Transcribe the full listing below exactly.

* Start Rows *

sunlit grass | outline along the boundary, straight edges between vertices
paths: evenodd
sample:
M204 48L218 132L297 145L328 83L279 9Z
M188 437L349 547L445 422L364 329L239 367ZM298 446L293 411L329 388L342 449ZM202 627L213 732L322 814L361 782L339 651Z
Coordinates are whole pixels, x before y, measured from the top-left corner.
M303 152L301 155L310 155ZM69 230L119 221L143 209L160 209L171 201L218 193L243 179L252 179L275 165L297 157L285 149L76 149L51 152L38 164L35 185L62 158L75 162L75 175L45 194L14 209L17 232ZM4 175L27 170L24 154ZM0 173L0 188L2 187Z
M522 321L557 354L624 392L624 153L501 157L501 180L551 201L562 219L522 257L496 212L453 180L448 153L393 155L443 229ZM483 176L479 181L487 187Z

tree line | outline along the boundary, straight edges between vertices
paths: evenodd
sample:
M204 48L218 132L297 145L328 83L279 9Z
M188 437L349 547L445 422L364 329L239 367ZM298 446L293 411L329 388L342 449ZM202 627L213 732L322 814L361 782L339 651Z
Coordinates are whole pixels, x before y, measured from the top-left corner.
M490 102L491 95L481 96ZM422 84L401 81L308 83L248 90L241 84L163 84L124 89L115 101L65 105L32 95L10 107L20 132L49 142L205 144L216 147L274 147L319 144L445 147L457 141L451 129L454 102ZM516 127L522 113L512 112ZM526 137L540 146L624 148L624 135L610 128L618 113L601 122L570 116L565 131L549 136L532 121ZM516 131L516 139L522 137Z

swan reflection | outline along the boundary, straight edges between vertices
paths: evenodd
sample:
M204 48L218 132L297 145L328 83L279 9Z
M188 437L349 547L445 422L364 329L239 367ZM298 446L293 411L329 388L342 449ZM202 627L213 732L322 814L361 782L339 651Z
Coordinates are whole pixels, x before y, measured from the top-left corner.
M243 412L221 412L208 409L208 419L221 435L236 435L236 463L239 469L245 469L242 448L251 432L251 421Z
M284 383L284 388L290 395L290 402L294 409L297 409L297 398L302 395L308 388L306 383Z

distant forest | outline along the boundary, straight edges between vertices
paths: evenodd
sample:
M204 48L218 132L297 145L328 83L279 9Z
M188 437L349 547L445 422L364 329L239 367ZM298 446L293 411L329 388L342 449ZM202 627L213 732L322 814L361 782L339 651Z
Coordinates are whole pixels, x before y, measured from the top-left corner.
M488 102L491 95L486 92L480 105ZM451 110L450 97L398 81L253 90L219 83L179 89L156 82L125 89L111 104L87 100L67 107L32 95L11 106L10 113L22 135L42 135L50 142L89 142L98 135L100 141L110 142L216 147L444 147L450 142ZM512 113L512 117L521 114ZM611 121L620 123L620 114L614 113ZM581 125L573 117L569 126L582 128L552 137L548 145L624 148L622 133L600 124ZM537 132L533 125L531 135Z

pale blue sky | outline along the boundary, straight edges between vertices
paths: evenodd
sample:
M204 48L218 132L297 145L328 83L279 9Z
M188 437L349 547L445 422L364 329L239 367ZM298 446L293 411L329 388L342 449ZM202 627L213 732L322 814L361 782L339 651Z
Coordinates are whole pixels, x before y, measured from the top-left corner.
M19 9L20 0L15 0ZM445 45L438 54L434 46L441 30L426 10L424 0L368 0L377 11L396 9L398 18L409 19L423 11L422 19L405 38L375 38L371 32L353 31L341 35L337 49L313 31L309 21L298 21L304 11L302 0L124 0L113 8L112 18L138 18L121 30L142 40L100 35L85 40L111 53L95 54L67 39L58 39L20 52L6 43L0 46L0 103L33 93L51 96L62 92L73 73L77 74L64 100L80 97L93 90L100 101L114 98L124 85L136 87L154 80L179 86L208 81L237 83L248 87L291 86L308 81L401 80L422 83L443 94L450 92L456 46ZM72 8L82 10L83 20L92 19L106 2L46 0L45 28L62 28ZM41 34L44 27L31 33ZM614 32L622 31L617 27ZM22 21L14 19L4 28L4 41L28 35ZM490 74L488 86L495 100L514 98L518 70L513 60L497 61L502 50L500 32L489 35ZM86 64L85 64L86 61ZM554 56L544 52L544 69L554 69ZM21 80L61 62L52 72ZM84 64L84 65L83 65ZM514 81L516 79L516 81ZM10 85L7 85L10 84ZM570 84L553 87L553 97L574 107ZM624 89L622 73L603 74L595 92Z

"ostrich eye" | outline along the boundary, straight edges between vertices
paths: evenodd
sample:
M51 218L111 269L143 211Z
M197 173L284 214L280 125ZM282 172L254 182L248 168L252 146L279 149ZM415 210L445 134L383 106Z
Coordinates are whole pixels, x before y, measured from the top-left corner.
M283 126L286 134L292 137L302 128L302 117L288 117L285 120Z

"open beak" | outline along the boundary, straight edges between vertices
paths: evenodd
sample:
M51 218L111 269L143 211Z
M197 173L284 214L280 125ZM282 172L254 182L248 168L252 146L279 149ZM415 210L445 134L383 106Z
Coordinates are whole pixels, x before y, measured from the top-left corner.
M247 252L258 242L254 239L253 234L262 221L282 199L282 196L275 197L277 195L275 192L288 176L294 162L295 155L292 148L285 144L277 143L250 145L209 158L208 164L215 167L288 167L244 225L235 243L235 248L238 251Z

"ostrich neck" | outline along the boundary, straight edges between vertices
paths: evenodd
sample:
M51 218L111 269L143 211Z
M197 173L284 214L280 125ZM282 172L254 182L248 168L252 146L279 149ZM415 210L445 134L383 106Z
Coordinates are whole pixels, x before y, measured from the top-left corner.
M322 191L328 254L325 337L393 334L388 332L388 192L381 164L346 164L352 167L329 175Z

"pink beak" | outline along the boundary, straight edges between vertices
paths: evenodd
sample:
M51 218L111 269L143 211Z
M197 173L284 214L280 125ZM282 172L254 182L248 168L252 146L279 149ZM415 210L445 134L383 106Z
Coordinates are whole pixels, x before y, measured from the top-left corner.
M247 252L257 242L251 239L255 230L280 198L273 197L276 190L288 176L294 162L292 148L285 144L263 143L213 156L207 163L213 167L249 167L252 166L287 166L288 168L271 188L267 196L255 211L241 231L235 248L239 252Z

* End Rows *

Task solution —
sunlit grass | outline along the boundary, straight edges between vertices
paths: evenodd
sample:
M204 48L218 132L297 145L328 83L279 9Z
M188 437L349 547L445 422L364 329L239 367ZM298 446L293 411L329 388L342 449ZM202 627L213 732L322 814L361 782L339 651Z
Coordinates are whole pixels, x before y, measured from the top-left corner.
M303 152L301 155L310 155ZM69 230L119 221L143 209L160 209L171 201L218 193L243 179L252 179L275 165L297 157L285 149L76 149L51 152L38 164L35 185L62 158L75 162L75 175L45 194L14 209L17 232ZM4 175L27 170L24 154ZM0 173L0 188L2 187Z
M522 321L557 354L624 392L624 153L501 157L501 180L551 201L562 219L522 257L496 212L453 180L448 153L393 155L443 229ZM483 176L479 181L487 187Z

tree line | outline along the boundary, straight edges between vertices
paths: evenodd
sample:
M204 48L218 132L297 145L328 83L279 9Z
M188 437L349 547L445 422L364 329L239 367ZM298 446L293 411L329 388L342 449ZM202 627L213 732L322 814L361 782L339 651Z
Coordinates are whole pixels, x before y, measured from the top-left corner.
M490 102L491 95L481 96ZM422 84L401 81L308 83L248 90L241 84L163 84L124 89L115 101L65 105L32 95L10 107L20 132L49 142L205 144L216 147L274 147L319 144L445 147L457 141L451 129L454 102ZM516 127L522 113L512 112ZM526 137L540 146L624 148L624 135L610 128L618 113L601 122L570 116L565 131L549 136L532 121ZM516 131L516 139L522 137Z

swan reflection | outline along the boundary, straight edges between vertices
paths: evenodd
sample:
M204 48L218 132L297 145L328 83L279 9Z
M188 437L349 547L445 422L364 329L239 367ZM298 446L293 411L329 388L342 449ZM202 627L213 732L322 814L361 782L339 651Z
Coordinates are whole pixels, x before y, measured from the top-left corner.
M243 412L221 412L208 409L208 419L221 435L236 435L236 463L239 469L245 469L242 448L251 432L251 421Z
M284 383L284 388L290 395L290 402L294 409L297 409L297 398L302 395L308 388L306 383Z

distant forest | outline along the boundary, straight edges between vertices
paths: evenodd
sample:
M204 48L218 132L297 145L328 83L279 9Z
M188 437L349 547L445 422L364 329L239 367ZM298 446L293 411L329 388L342 449ZM202 627L213 732L322 814L361 782L339 651Z
Coordinates are whole pixels, x before y, measured from the top-left corner.
M488 102L491 95L486 92L480 105ZM451 110L450 97L398 81L253 90L219 83L179 89L156 82L125 89L111 104L87 100L67 107L32 95L11 106L10 113L22 135L42 135L50 142L89 142L98 135L100 141L110 142L216 147L444 147L450 142ZM512 113L512 117L521 114ZM611 121L620 123L620 114L614 113ZM581 125L573 117L569 126L582 128L552 137L548 145L624 148L622 133L600 124ZM537 132L533 125L531 135Z

pale blue sky | outline along the boundary, straight edges between vertices
paths: evenodd
sample:
M204 48L218 132L297 145L328 83L279 9Z
M188 437L349 547L445 422L364 329L239 367ZM298 446L293 411L329 388L342 449ZM202 627L213 732L322 814L361 782L339 651Z
Coordinates are whole pixels, x before y, measured from the top-left corner.
M19 9L20 0L15 0ZM445 45L438 54L434 46L441 30L426 10L424 0L368 0L377 11L396 9L398 18L409 19L423 11L422 19L405 38L375 38L371 32L353 31L341 35L337 49L313 31L309 21L298 21L304 11L302 0L124 0L113 8L112 18L138 18L121 30L142 40L100 35L85 40L111 53L95 54L67 39L58 39L20 52L6 43L0 46L0 103L33 93L51 96L62 92L73 73L77 74L64 100L80 97L93 90L100 101L114 98L124 85L136 87L154 80L179 86L208 81L237 83L248 87L291 86L308 81L401 80L422 83L443 94L450 92L456 46ZM72 8L82 10L83 20L92 19L106 2L46 0L45 28L62 28ZM41 34L44 27L31 33ZM614 32L622 31L617 27ZM22 21L14 19L4 28L4 41L28 35ZM490 74L488 86L495 100L514 98L518 70L513 60L497 61L502 50L500 32L489 35ZM86 64L85 64L86 61ZM554 56L544 52L544 69L554 69ZM21 80L61 62L52 72ZM84 64L84 65L83 65ZM514 81L516 79L516 81ZM10 85L7 85L10 84ZM570 84L553 87L553 97L574 107ZM624 89L622 73L603 74L595 92Z

"ostrich eye" | outline along the boundary, straight edges between vertices
paths: evenodd
sample:
M51 218L111 269L143 211Z
M197 173L284 214L280 125ZM282 172L254 182L248 168L252 146L279 149ZM415 210L445 134L383 106Z
Coordinates are whole pixels, x before y, measured from the top-left corner.
M283 126L286 134L292 137L302 128L302 117L288 117L285 120Z

"open beak" | outline along the boundary, straight edges between vertices
paths: evenodd
sample:
M51 218L111 269L143 211Z
M197 173L284 214L280 125ZM282 172L254 182L248 168L252 146L279 149ZM415 210L445 134L383 106Z
Coordinates are whole pixels, x before y, measured from the top-left corner.
M247 252L258 242L254 239L253 234L262 221L282 199L282 196L275 197L277 195L275 192L288 176L294 162L295 155L292 148L285 144L277 143L250 145L209 158L208 164L215 167L288 167L244 225L235 243L235 248L238 251Z

"ostrich neck" | outline along the boundary, straight edges between vertices
paths: evenodd
sample:
M51 218L111 269L143 211Z
M197 173L284 214L280 125ZM282 172L254 182L248 168L252 146L279 149ZM415 210L445 134L383 106Z
Coordinates are whole pixels, x before y, measured from the top-left corner.
M322 191L328 254L325 337L393 334L388 332L388 192L381 164L346 164L352 167L329 175Z

"pink beak" | outline along the boundary, straight edges between vertices
paths: evenodd
sample:
M51 218L111 269L143 211Z
M197 173L284 214L280 125ZM282 172L254 182L248 168L252 146L279 149ZM415 210L445 134L383 106Z
Coordinates are whole pixels, x before y, measured from the top-left corner.
M247 252L257 242L251 239L255 230L280 198L273 197L276 190L288 176L294 162L292 148L285 144L263 143L213 156L207 163L213 167L249 167L252 166L287 166L288 168L271 188L267 196L255 211L241 231L235 248L239 252Z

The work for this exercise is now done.